# Extracted material start

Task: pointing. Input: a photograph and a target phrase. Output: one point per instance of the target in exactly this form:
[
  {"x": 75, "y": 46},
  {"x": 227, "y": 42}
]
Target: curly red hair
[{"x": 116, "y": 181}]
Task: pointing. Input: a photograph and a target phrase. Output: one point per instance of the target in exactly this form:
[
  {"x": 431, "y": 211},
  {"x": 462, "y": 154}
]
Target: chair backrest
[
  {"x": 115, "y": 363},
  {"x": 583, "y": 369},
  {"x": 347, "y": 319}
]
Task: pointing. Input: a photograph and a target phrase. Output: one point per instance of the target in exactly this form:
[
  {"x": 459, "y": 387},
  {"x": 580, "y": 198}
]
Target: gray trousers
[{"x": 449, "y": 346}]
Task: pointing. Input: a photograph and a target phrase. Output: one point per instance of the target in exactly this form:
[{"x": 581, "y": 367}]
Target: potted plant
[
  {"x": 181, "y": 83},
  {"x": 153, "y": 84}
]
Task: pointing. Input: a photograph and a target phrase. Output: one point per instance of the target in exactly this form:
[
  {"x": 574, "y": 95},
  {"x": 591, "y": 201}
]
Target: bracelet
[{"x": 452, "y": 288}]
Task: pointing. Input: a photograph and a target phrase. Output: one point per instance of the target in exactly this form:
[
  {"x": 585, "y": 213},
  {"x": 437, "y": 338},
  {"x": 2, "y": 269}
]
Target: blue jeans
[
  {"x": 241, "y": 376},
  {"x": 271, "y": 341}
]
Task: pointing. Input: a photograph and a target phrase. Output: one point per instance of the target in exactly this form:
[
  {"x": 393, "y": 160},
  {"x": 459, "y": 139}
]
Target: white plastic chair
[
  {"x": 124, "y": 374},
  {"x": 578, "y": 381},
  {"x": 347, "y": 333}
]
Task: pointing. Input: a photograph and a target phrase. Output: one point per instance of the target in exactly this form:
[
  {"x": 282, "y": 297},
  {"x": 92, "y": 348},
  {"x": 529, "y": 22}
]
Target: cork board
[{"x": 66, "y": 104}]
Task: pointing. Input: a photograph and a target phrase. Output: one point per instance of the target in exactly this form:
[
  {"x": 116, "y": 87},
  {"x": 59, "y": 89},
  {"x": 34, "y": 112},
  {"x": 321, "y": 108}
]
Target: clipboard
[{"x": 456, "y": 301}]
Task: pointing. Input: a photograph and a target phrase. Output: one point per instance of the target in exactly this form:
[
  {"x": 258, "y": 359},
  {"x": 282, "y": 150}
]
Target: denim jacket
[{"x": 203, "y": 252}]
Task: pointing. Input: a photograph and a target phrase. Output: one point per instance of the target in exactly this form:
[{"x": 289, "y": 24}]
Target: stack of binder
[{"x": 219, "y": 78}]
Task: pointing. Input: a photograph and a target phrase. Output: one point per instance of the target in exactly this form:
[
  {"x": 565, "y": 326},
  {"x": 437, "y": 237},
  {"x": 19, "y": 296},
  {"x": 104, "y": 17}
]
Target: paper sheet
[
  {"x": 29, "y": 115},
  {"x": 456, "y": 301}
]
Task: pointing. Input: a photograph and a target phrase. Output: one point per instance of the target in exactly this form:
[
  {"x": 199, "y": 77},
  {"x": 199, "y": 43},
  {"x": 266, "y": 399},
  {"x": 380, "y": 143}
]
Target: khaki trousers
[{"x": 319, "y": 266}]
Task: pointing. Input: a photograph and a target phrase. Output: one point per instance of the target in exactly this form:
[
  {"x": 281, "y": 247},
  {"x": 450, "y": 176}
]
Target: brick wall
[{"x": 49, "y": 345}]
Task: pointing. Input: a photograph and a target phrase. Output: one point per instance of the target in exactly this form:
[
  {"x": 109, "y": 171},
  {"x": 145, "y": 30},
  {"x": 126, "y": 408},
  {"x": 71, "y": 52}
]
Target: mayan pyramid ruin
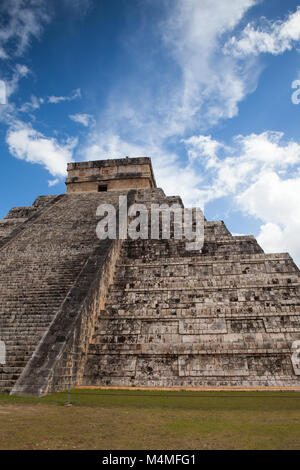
[{"x": 145, "y": 312}]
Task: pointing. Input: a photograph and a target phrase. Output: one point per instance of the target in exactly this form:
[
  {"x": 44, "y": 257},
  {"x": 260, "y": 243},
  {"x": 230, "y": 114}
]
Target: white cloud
[
  {"x": 84, "y": 119},
  {"x": 53, "y": 182},
  {"x": 271, "y": 37},
  {"x": 58, "y": 99},
  {"x": 261, "y": 175},
  {"x": 24, "y": 21},
  {"x": 31, "y": 105},
  {"x": 32, "y": 146},
  {"x": 212, "y": 84}
]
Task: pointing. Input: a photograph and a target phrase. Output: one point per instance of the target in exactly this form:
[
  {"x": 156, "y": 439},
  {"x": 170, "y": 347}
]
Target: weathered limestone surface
[
  {"x": 225, "y": 317},
  {"x": 48, "y": 268},
  {"x": 139, "y": 313}
]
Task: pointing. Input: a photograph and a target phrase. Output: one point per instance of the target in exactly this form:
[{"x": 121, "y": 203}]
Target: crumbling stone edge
[{"x": 60, "y": 357}]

# Extracted material end

Find every line in the entries above that contains the word "trousers" and copy each one. Case counts.

◆ **Result for this exercise**
Target: gray trousers
Target: khaki trousers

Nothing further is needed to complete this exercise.